-- Dataset content follows --

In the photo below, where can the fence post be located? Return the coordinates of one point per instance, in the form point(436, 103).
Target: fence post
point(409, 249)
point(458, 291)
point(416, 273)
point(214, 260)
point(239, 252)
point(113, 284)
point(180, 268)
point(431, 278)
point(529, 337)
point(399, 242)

-- Dataset content concluded --
-- Dataset content follows --

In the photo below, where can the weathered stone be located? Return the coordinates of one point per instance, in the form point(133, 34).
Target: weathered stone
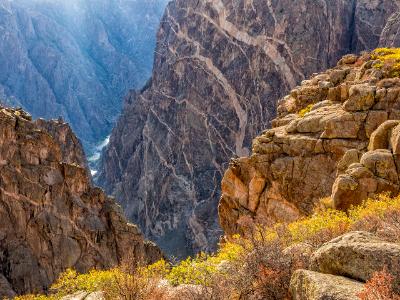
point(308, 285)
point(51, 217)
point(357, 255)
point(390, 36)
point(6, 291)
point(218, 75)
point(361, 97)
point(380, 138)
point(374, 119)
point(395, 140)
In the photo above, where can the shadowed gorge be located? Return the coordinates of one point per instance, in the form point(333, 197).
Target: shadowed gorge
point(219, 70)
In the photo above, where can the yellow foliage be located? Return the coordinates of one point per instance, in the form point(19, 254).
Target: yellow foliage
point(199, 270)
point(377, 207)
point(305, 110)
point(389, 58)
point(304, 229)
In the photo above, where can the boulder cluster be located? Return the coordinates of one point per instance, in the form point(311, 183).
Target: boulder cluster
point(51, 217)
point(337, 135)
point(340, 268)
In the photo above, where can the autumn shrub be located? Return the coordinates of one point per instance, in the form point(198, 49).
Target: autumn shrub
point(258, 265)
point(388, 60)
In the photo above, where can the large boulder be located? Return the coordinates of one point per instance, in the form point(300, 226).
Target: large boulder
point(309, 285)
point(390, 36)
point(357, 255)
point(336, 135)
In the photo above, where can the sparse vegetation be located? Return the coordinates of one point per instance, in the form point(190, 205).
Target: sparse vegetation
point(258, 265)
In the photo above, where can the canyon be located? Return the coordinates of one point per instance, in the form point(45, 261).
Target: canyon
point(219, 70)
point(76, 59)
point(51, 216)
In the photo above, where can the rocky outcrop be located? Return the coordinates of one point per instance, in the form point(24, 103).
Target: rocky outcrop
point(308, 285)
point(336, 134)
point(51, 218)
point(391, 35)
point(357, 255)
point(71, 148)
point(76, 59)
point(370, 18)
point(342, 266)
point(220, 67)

-- Dataset content concluded --

■ Prompt: Reproduce only the lines above spanning from the line containing "Target: canyon" through the line containing "In the photo above, where can the rocky", word for word.

■ Response box:
Target: canyon
point(219, 70)
point(76, 59)
point(51, 216)
In the photo above, where can the rocky outcrop be located? Return the coordinates of one point per instance, in the form point(24, 103).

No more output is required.